* **Stated task 1**
In the listing below, switch "lisianthus" to "eustoma" wherever it occurs in the part that opens with the line containing "In this photo, where can the fingernail" and runs through the end of the listing. Give back only those lines, with everything else left unchanged.

UNHCR calls on women leaders to empower female refugees

A polar explorer, a princess and senior businesswomen and aid workers discuss ways to empower female refugees through livelihood projects.
12 December 2007
Participants at the Women Leading for Livelihoods meeting listen by video link to Princess Haya Bint Al Hussein, a strong supporter of empowering refugee women and girls through businesses and education.

GENEVA, December 12 (UNHCR) - A Norwegian polar explorer joined more than 50 senior businesswomen and aid workers in Geneva earlier this week to look at ways in which women leaders could help female refugees empower themselves through livelihood projects.

"I really believe in empowering displaced women and girls," Norwegian Refugee Council Goodwill Ambassador Liv Arnesen told participants in her keynote address at Monday's Women Leading for Livelihoods (WLL) meeting in UNHCR headquarters.

"Women and girls have survived the worst, they want to move on with their lives and education and creating businesses are ways to do that," added Arnesen, who in 1994 became the first woman to ski solo and unsupported to the South Pole. She recently met refugee women in Kenya and Burundi.

The refugee agency's Assistant High Commissioner for Protection Erika Feller, kicking off the day-long meeting, told participants that a lack of livelihood opportunities could lead to protection risks, especially for women. She added that many women had to resort to survival sex to earn enough money and food to provide for themselves or their children.

"Refugee women often have skills and resources but need additional support to become self-reliant and avoid protection risks, such as survival sex," echoed Marjon Kamara, head of UNHCR's Africa bureau. "An initiative like WLL aims at doing just that."

* **Rows**
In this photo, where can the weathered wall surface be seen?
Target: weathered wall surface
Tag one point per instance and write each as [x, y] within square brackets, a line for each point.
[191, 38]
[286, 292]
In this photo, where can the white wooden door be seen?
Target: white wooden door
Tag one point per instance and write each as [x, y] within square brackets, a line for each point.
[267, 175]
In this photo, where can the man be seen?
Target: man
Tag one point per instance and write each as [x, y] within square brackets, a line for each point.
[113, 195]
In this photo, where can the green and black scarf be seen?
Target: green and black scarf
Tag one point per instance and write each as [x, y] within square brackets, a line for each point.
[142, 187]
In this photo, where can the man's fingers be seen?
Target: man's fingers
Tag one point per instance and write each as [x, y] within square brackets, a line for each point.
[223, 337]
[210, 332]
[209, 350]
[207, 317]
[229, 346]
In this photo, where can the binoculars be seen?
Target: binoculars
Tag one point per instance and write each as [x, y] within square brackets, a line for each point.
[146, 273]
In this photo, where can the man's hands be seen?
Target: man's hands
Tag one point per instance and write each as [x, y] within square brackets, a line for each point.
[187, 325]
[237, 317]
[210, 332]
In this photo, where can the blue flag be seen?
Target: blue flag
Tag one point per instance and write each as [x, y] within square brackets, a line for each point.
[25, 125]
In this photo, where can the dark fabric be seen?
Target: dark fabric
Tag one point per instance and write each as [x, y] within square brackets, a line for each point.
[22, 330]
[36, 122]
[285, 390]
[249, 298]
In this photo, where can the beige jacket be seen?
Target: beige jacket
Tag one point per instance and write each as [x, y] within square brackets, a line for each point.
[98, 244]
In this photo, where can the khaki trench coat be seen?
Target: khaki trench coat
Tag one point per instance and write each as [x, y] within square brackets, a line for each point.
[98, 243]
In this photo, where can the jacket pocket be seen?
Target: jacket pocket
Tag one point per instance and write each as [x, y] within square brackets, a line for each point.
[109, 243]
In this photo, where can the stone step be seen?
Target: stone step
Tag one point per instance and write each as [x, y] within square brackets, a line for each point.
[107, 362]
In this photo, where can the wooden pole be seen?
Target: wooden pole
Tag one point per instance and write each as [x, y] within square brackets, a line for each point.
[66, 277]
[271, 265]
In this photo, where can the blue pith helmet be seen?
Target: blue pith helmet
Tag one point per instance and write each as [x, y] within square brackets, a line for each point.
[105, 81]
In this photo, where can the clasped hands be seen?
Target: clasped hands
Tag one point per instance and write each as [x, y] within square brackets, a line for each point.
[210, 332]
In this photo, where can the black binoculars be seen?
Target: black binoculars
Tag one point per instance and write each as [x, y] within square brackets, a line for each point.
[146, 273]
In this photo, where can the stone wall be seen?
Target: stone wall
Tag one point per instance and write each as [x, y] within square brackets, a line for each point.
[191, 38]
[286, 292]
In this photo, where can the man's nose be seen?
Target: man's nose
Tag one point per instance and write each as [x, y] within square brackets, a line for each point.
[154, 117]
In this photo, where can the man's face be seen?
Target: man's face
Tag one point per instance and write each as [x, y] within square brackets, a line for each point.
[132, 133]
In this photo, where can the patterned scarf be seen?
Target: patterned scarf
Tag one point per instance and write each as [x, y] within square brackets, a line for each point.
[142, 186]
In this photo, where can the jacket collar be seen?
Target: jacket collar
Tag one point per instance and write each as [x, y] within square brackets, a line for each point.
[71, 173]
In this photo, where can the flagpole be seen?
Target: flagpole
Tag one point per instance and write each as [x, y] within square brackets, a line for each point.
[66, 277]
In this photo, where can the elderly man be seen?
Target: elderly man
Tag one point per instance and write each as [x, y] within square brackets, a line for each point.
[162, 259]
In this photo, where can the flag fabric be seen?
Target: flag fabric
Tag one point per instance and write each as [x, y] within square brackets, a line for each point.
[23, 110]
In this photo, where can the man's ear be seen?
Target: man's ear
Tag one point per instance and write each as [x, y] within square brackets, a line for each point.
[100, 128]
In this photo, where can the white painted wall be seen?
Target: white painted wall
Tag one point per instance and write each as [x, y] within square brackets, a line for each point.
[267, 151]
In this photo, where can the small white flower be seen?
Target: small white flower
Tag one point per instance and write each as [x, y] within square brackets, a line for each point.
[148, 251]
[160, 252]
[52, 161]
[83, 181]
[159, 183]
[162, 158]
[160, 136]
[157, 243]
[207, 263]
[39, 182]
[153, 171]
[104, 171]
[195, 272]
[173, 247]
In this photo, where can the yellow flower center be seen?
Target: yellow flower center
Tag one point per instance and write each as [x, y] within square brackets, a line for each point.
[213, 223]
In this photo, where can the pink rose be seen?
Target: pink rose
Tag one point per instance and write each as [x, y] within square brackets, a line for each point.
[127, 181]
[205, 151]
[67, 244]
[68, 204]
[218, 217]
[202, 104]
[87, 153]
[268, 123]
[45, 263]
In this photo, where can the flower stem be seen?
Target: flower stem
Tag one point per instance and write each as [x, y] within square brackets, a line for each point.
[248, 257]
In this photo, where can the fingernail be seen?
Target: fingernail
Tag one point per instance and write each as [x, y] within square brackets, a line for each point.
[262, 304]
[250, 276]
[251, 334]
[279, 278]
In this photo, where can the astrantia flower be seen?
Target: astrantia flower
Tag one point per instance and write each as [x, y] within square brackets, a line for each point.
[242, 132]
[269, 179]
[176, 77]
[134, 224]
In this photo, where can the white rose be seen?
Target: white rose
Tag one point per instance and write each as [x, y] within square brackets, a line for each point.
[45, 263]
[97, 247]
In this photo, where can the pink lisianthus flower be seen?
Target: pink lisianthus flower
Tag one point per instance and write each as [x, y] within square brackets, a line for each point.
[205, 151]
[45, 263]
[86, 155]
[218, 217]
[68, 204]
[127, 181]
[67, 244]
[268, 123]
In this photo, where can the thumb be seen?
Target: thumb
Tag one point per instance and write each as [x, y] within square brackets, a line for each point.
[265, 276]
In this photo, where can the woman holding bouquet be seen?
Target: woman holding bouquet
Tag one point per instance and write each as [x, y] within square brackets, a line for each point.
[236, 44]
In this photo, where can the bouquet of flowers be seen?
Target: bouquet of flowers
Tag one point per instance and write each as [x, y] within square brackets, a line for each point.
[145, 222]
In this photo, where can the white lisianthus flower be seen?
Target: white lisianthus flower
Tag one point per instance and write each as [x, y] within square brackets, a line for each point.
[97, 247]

* **Stated task 2**
From the UNHCR article above, reproduce word for word the part that opens with the words "GENEVA, December 12" and closes with "in UNHCR headquarters.".

* **Task answer 1**
In this photo, where can the fingernail be seen?
Target: fingernail
Tag one point per instance and write each as [x, y] within square brackets, a line for each point.
[262, 304]
[250, 276]
[251, 334]
[279, 278]
In this photo, where can the astrantia flower be seen?
Target: astrantia flower
Tag one point per instance and write each as [x, y] within square brackets, a line for each point.
[242, 132]
[269, 179]
[176, 77]
[134, 224]
In this photo, where can the white rose be seen?
Target: white rose
Tag one point per instance and write each as [x, y] within square brackets, a line for each point.
[45, 263]
[97, 247]
In this photo, where can the pink eustoma flower be seen?
Target: pink eustoma flower
Tag one point per instance and write each as [x, y] within square brackets, a line for each point.
[205, 151]
[45, 263]
[86, 155]
[218, 217]
[68, 204]
[127, 181]
[67, 244]
[268, 123]
In this photo, where can the thumb be seen?
Target: thumb
Tag one point per instance and write each as [x, y] within square brackets, a line for each point.
[265, 276]
In this photo, where can the woman holding bouquet be seen?
Target: woman holding bouquet
Tag one point per instance and write each as [x, y] within square brackets, a line for each point.
[236, 44]
In this photo, where can the bouquet of flowers be seen?
Target: bouquet of flowers
Tag one point per instance and write each as [x, y] within square brackets, a line for each point.
[145, 222]
In this photo, where can the white eustoma flower be seen?
Target: white eustoma flower
Tag one point per instance and write each as [x, y] within square brackets, a line for each point.
[97, 247]

* **Task answer 2**
GENEVA, December 12 (UNHCR) - A Norwegian polar explorer joined more than 50 senior businesswomen and aid workers in Geneva earlier this week to look at ways in which women leaders could help female refugees empower themselves through livelihood projects.

"I really believe in empowering displaced women and girls," Norwegian Refugee Council Goodwill Ambassador Liv Arnesen told participants in her keynote address at Monday's Women Leading for Livelihoods (WLL) meeting in UNHCR headquarters.